The problem: Render the lines from the one containing "224L155 241L171 238L159" through the end of the records as a Markdown table with columns Row and Line, numbering each row and omitting blank lines.

Input:

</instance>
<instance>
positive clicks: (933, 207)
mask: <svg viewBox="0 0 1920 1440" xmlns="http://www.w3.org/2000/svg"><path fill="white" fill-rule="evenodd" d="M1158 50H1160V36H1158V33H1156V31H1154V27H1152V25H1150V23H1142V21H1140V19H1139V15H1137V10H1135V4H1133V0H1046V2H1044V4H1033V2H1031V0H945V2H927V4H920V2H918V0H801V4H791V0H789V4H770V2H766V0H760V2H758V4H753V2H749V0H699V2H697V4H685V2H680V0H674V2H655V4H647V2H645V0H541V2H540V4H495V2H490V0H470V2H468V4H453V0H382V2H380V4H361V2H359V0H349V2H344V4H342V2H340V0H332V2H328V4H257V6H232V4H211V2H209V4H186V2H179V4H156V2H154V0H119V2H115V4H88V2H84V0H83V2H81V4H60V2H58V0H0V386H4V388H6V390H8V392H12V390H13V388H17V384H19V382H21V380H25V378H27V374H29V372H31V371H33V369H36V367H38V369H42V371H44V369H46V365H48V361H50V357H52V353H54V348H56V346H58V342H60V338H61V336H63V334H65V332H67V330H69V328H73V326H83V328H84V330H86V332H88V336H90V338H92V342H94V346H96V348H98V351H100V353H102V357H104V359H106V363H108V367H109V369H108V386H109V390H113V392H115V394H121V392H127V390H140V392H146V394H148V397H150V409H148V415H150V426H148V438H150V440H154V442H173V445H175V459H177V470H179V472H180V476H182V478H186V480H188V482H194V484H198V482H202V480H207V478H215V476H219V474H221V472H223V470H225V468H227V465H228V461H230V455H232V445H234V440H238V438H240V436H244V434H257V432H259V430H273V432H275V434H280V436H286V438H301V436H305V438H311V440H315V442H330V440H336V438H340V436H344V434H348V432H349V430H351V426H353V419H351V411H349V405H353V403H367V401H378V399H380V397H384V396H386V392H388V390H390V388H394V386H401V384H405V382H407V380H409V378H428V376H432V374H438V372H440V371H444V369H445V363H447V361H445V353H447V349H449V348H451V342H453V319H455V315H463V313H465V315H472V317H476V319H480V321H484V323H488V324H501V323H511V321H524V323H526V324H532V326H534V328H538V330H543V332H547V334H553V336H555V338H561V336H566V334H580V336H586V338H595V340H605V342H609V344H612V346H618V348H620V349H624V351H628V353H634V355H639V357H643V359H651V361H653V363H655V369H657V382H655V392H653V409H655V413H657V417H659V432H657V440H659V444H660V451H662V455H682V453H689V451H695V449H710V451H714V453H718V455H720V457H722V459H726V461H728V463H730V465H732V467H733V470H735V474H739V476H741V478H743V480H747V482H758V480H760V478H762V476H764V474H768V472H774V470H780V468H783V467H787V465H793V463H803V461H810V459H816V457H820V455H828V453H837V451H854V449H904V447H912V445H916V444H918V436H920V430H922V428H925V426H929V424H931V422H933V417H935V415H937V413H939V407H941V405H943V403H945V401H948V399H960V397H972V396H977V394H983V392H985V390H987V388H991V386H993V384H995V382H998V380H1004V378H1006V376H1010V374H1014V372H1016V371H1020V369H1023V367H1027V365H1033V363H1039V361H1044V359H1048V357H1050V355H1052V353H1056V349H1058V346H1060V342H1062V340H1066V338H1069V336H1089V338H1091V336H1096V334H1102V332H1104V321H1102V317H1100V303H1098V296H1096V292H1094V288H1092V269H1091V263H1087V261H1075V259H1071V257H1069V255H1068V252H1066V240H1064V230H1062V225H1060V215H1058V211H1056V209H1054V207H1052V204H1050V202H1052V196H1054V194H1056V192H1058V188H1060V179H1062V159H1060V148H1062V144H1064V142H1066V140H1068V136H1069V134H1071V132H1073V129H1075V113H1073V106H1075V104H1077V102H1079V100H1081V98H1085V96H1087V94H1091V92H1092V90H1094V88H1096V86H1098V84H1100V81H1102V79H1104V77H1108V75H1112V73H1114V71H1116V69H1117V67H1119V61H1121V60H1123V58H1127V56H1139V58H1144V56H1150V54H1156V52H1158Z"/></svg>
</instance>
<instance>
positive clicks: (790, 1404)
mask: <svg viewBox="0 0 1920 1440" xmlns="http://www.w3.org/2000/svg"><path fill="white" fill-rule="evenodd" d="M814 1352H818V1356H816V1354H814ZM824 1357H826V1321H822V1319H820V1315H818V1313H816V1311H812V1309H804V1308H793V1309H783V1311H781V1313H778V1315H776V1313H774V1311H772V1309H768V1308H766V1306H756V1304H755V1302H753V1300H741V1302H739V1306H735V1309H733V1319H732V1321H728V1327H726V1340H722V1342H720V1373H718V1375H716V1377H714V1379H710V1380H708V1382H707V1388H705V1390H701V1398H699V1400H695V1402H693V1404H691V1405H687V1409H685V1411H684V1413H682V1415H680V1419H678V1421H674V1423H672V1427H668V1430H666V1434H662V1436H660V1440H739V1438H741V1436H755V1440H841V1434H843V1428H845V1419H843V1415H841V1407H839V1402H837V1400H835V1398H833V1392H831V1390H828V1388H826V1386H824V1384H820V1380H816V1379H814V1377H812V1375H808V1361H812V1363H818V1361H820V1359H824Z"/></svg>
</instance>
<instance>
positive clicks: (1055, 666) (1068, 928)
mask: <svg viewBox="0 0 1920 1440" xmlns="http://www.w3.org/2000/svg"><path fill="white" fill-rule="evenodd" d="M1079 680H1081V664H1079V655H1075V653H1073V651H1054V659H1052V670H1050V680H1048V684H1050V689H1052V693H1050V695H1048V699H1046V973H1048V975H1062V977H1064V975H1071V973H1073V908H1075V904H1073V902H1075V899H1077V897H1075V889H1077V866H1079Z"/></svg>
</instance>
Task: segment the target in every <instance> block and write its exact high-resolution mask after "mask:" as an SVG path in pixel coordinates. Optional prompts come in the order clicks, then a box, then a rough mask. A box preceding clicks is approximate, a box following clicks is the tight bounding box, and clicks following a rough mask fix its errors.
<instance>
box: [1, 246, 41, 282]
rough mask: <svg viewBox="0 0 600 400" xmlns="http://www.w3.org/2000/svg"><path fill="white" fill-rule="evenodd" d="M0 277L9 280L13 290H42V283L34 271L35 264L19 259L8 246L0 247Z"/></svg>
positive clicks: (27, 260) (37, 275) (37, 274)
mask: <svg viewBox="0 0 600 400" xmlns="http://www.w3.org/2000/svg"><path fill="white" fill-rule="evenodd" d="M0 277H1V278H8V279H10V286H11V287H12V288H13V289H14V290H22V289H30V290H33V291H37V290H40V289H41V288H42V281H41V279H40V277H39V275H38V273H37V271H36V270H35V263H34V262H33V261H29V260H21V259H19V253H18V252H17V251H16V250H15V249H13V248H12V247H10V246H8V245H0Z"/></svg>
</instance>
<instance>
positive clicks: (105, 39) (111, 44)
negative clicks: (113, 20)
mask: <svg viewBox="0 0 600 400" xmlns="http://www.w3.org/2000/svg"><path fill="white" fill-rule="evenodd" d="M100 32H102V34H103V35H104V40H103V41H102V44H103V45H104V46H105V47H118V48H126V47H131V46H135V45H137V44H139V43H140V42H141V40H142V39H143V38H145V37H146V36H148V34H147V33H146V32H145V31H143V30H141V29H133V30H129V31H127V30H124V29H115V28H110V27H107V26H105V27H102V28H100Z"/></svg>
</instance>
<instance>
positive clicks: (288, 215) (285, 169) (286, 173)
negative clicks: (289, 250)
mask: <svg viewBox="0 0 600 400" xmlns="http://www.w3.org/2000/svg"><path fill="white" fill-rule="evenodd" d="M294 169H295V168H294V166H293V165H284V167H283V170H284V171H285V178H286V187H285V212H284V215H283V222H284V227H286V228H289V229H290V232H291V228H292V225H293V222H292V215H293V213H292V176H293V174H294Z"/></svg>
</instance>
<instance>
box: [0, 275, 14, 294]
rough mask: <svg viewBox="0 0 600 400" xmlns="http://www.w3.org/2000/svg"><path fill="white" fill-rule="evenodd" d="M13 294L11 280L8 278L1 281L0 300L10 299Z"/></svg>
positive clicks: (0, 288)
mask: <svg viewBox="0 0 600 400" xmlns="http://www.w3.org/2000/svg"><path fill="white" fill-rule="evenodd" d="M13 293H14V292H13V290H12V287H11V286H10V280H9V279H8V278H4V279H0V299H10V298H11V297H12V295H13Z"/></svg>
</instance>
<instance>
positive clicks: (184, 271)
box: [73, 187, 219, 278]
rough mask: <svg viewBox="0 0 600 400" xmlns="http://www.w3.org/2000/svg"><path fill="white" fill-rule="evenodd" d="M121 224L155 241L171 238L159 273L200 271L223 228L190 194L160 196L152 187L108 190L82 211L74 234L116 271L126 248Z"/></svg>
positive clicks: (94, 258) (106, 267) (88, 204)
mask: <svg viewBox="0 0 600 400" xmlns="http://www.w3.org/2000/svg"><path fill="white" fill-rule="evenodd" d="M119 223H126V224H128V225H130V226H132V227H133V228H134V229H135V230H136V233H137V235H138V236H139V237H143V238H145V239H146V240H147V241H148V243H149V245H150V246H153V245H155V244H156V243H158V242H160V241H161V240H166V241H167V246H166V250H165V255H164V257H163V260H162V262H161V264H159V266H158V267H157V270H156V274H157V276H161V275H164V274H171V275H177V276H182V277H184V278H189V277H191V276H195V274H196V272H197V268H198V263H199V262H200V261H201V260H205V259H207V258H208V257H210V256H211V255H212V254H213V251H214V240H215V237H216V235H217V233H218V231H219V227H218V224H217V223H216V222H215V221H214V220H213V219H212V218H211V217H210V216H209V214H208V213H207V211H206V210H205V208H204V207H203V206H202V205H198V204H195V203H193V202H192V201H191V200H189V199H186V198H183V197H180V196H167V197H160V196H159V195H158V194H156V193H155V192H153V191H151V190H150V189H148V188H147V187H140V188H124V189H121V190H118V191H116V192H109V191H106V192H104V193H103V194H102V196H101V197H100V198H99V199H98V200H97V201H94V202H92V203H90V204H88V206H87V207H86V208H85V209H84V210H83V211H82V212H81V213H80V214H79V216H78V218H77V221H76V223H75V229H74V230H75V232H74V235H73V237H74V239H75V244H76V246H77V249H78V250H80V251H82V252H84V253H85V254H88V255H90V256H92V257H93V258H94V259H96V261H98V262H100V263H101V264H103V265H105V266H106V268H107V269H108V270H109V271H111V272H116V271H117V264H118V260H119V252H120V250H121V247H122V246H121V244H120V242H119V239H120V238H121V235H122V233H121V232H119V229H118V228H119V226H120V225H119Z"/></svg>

Written response:
| Row | Line |
|---|---|
| 1 | rough mask: <svg viewBox="0 0 600 400" xmlns="http://www.w3.org/2000/svg"><path fill="white" fill-rule="evenodd" d="M121 224L155 241L171 238L159 273L200 271L223 228L190 194L160 196L152 187L108 190L82 211L74 234L116 271L126 248Z"/></svg> |
| 2 | positive clicks: (94, 258) (106, 267) (88, 204) |
| 3 | mask: <svg viewBox="0 0 600 400" xmlns="http://www.w3.org/2000/svg"><path fill="white" fill-rule="evenodd" d="M119 223H126V224H128V225H130V226H132V227H133V228H134V229H135V230H136V233H137V235H138V236H139V237H143V238H145V239H146V240H147V241H148V243H149V245H150V246H153V245H155V244H156V243H158V242H160V241H161V240H166V241H167V246H166V250H165V255H164V257H163V260H162V262H161V264H159V266H158V267H157V270H156V274H157V276H161V275H164V274H171V275H177V276H182V277H184V278H189V277H191V276H195V274H196V272H197V268H198V263H199V262H200V261H201V260H205V259H207V258H208V257H210V256H211V255H212V254H213V251H214V240H215V237H216V235H217V233H218V231H219V227H218V224H217V223H216V222H215V221H214V220H213V219H212V218H211V217H210V216H209V214H208V213H207V211H206V210H205V208H204V207H203V206H202V205H198V204H195V203H193V202H192V201H191V200H189V199H186V198H183V197H180V196H167V197H160V196H159V195H158V194H156V193H155V192H153V191H151V190H150V189H148V188H147V187H140V188H124V189H121V190H118V191H116V192H109V191H106V192H104V193H103V194H102V196H101V197H100V198H99V199H98V200H97V201H94V202H92V203H90V204H88V206H87V207H86V208H85V209H84V210H83V211H82V212H81V213H80V214H79V216H78V218H77V221H76V223H75V229H74V230H75V232H74V235H73V237H74V239H75V244H76V246H77V249H78V250H80V251H82V252H84V253H85V254H88V255H90V256H92V257H93V258H94V259H96V261H98V262H100V263H101V264H103V265H105V266H106V268H107V269H108V270H109V271H111V272H116V271H117V264H118V260H119V252H120V250H121V247H122V246H121V244H120V242H119V239H120V238H121V235H122V233H121V232H119V229H118V228H119V226H120V225H119Z"/></svg> |